SELECTED EXTRACT:
◇ ◇ ◇ ◇ ◇
Ninety days for Lianne Laurence
Lianne Laurence, 32, was arrested at Morgentaler’s Edmonton abortuary for the ninth time on Monday, 29 June 1992, Feast of Sts. Peter and Paul. The next day she was sentenced to 90 days in jail.
Lianne had gone on the morning to picket on the west side of 150th Street. Morgentaler is located on the East side. But the abortuary contains state-of-the-art security which even Lianne Laurence was unable to crack on this day.
When Lianne saw a couple walking into the abortion mill, she made the courageous choice to step between the killer-doctor and the mother. A worker at the abortuary intervened, shoving Lianne around.
The police were called while Laurence allegedly entered the premises to continue trying to save lives in what can only be termed a very courageous, one-man rescue.
The police arrested Laurence, who stands five feet tall (barely) and whisked her downtown to the Law Court Building, at 1100 hours. On this day, she stood ten feet tall; we’ve come to expect that.
At 2 p.m. Laurence appeared in Court of Queen’s Bench – a civil court without a lawyer (pro-life lawyers are difficult, if not impossible, to find in Edmonton in 1992, despite a large membership in the St. Thomas More Lawyer’s Guild). She stood before Judge E.S. Lefsrud, who gave her the option of being released immediately from custody if she promised not to return to the Morgentaler site.
But Laurence refused, stating she felt an obligation to be there the next morning. As a result, Lefsrud ordered her held overnight in jail. The next day Laurence appeared before anti-life Judge David C. MacDonald. MacDonald has consistently hurt the cause of the unborn since placing injunctions against pro-lifers as far back as 1989 at the infamous Hys Centre, an abortion referral centre located close to Edmonton’s worst about abortion hospital, the Royal Alexandra.
Media
According to Dean Bennett of the Edmonton Sun, at least eight media people attended Laurence’s 40-minute hearing on Tuesday.
Talk show host Ron Colister of CJCA Radio (see Interim, May 1992) made Lianne Laurence a major focus on his “Open Life” segment of Talk of the Town the same morning.
Public opinion, if judged by Ron Colister’s radio program, continues to favor Lianne Laurence considerably.
By sentencing Lianne to 90 days in jail, effective immediately, Judge David MacDonald gave her the longest jail term in Alberta pro-life history. He summed up by speaking of the dreaded F word, “fetuses,” stated that Laurence showed “willful contempt of the Order of the Court,” spoke of a Punch magazine cartoon which hangs in his office upstairs representing Law & Liberty. “Law says to Liberty, ‘Your turn must follow mine.’”
Said MacDonald, “we must deter others from expressing disrespect” and the “Court is an agent of society to maintain law and order.”
As all pro-lifers know, law, in order to be truly law, must reflect human reason, the common good of society and Divine law. A statute protecting a death mill is not a “law” but a travesty of it.
Laurence is slated for release on September 26, 1992.
◇ ◇ ◇ ◇ ◇
EXERCISE PROMPT:
In the account of Lianne Laurence's arrest, switch "couple" to "pair". Then write out the passage starting with "When Lianne saw" and going on through "shoving Lianne around.".

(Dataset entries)
◇ ◇ ◇ ◇ ◇
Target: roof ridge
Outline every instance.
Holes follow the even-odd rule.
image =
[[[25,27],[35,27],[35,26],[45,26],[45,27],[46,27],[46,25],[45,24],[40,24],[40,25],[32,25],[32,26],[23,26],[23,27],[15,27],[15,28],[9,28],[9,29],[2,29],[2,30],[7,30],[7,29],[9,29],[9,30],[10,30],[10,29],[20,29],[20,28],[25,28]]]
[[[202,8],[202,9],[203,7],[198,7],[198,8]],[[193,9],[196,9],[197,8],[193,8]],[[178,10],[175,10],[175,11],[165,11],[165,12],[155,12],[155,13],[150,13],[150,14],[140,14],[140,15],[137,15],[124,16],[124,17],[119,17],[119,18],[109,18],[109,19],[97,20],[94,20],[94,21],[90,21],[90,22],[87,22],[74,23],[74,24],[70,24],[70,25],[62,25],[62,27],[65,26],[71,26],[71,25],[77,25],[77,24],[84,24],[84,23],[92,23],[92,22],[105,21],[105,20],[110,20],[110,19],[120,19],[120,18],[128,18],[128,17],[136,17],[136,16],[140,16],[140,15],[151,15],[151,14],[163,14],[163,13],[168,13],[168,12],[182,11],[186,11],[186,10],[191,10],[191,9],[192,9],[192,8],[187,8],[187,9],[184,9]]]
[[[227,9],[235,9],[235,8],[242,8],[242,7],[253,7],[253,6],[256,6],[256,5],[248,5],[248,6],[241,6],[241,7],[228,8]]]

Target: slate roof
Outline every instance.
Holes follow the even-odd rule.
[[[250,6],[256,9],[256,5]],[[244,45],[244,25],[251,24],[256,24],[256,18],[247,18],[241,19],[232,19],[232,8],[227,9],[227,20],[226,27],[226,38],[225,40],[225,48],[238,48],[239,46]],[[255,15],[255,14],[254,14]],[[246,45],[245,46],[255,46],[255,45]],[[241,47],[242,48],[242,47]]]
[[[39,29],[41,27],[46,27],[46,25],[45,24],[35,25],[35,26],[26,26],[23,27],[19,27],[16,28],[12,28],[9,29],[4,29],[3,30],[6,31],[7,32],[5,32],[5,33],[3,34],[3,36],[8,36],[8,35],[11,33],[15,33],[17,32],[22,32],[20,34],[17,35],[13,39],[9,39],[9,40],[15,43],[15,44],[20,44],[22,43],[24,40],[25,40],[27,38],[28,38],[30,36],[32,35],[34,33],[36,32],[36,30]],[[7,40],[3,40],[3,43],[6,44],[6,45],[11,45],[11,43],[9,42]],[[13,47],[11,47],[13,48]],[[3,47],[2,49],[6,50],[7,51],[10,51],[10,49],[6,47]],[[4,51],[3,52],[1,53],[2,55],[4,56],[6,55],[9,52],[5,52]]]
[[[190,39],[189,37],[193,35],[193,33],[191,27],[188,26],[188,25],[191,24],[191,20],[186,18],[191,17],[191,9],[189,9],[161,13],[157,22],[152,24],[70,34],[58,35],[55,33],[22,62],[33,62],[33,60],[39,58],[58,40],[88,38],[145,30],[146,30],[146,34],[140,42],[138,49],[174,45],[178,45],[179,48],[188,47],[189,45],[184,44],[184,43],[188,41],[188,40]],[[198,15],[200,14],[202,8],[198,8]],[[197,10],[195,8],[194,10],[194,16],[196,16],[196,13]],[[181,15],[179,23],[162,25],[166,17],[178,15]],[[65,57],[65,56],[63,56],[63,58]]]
◇ ◇ ◇ ◇ ◇
OUTPUT:
When Lianne saw a pair walking into the abortion mill, she made the courageous choice to step between the killer-doctor and the mother. A worker at the abortuary intervened, shoving Lianne around.